◆ Goal of the exercise
Repeat the listing word for word. No pictures belong in the copy.

[The data — start]

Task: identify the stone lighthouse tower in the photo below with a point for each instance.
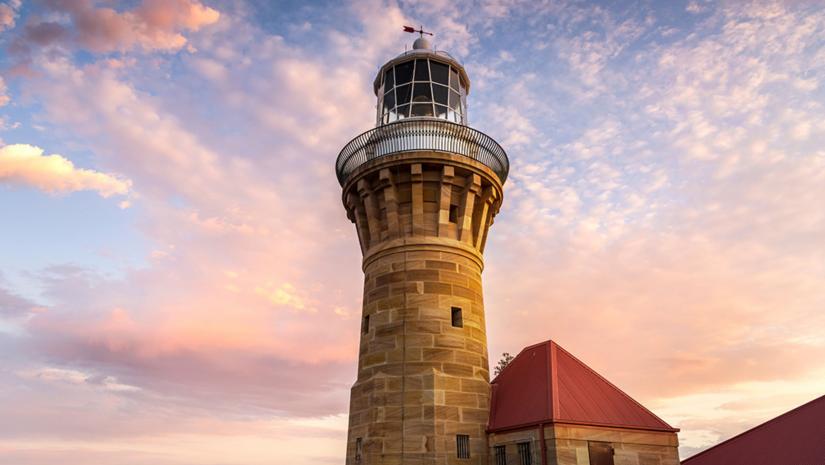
(422, 188)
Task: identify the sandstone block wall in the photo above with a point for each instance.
(421, 380)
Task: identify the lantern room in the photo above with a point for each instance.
(422, 83)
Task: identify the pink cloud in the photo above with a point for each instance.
(153, 25)
(24, 164)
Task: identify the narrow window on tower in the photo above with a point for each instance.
(462, 442)
(501, 455)
(524, 455)
(458, 320)
(601, 453)
(358, 449)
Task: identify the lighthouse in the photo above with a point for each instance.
(422, 188)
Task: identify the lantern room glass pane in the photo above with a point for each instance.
(421, 93)
(422, 109)
(454, 100)
(389, 100)
(403, 73)
(440, 72)
(440, 94)
(422, 72)
(454, 83)
(402, 94)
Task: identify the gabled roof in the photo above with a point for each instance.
(546, 384)
(793, 438)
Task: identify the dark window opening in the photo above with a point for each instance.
(422, 109)
(403, 73)
(500, 453)
(601, 453)
(440, 72)
(462, 442)
(422, 93)
(525, 457)
(402, 94)
(453, 213)
(454, 78)
(422, 73)
(440, 94)
(458, 320)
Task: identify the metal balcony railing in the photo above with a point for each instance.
(413, 135)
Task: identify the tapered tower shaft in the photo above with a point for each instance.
(422, 193)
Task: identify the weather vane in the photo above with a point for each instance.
(420, 30)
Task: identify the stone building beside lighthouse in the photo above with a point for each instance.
(423, 188)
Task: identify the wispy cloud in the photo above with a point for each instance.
(23, 164)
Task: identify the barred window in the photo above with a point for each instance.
(462, 442)
(524, 455)
(457, 319)
(500, 453)
(601, 453)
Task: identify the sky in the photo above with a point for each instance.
(179, 283)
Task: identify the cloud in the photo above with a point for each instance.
(4, 97)
(662, 220)
(23, 164)
(8, 14)
(152, 25)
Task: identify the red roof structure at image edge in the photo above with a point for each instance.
(546, 384)
(793, 438)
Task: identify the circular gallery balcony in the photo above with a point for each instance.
(418, 135)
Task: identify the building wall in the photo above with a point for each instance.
(568, 445)
(421, 381)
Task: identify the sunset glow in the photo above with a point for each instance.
(179, 282)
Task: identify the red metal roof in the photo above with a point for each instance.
(793, 438)
(546, 384)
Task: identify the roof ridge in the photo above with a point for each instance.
(591, 370)
(743, 433)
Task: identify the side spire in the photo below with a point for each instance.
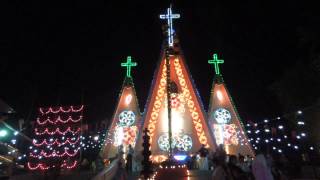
(215, 61)
(128, 65)
(169, 17)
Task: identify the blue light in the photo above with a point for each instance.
(169, 16)
(180, 157)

[The data — finish]

◆ The completed task
Task: identify the stone lighthouse tower in the photo below with a point for each instance.
(422, 188)
Task: identify the sandstone block wall in the photo above with a point for each instance.
(421, 380)
Task: identify the lantern room in the photo above with a point for each instance.
(422, 83)
Task: identify the pink cloud in the photo above with a point for each instance.
(153, 25)
(24, 164)
Task: identify the narrow window on tower in the photo above with a point for each instance.
(462, 442)
(501, 455)
(524, 455)
(458, 320)
(601, 453)
(358, 449)
Task: identify the lighthouse in the photo above with a point for each instance.
(422, 188)
Task: identify the lantern room glass pane in the photo above with a point for each instance.
(421, 93)
(422, 109)
(454, 100)
(389, 100)
(403, 73)
(440, 72)
(440, 94)
(422, 72)
(454, 83)
(402, 94)
Task: identify the gabled roof in the photo above with a point for each instance.
(546, 384)
(793, 438)
Task: identify the dark window opening in the photo above with a point for each instance.
(422, 109)
(403, 73)
(500, 453)
(601, 453)
(440, 72)
(462, 442)
(422, 93)
(525, 457)
(402, 94)
(453, 213)
(454, 78)
(422, 73)
(440, 94)
(458, 320)
Task: identify the metal balcony railing in the photo above with a point for each instance.
(413, 135)
Task: identify the tapered tower shaft in the photo above with a point for each instance.
(422, 193)
Task: identify the weather vane in the photo above with a point for each instance.
(420, 30)
Task: identify the stone building beside lighthouse in the photo above with a point for each instance.
(423, 188)
Task: identify the wispy cloud in the photo above with a point for each instance.
(23, 164)
Task: identify the barred window in the photo above with a point for each instance.
(462, 442)
(524, 455)
(457, 319)
(500, 453)
(601, 453)
Task: identify the sky in the photo above with a point for each instance.
(179, 283)
Task: identify the cloud in the photo above with a point for each instance.
(4, 97)
(662, 220)
(23, 164)
(8, 14)
(152, 25)
Task: identify the red roof structure at image edge in the photo above with a point for each instance.
(546, 384)
(793, 438)
Task: identify the circular gallery balcony in the photo above with a point for each instance.
(418, 135)
Task: identify the building wall in the photo above with a point for each instance.
(568, 445)
(421, 381)
Task: identify the sunset glow in the photo above with a point for each instance.
(179, 282)
Task: identify the red metal roof in the photo above with a point for each instance.
(793, 438)
(546, 384)
Task: identify the roof ridge in the photo above with a point for each instance.
(591, 370)
(743, 433)
Task: identify the side spire in the photo below with a point for each instance.
(215, 61)
(128, 65)
(169, 17)
Task: identify the blue light in the photo above with a point for each instance.
(169, 16)
(180, 157)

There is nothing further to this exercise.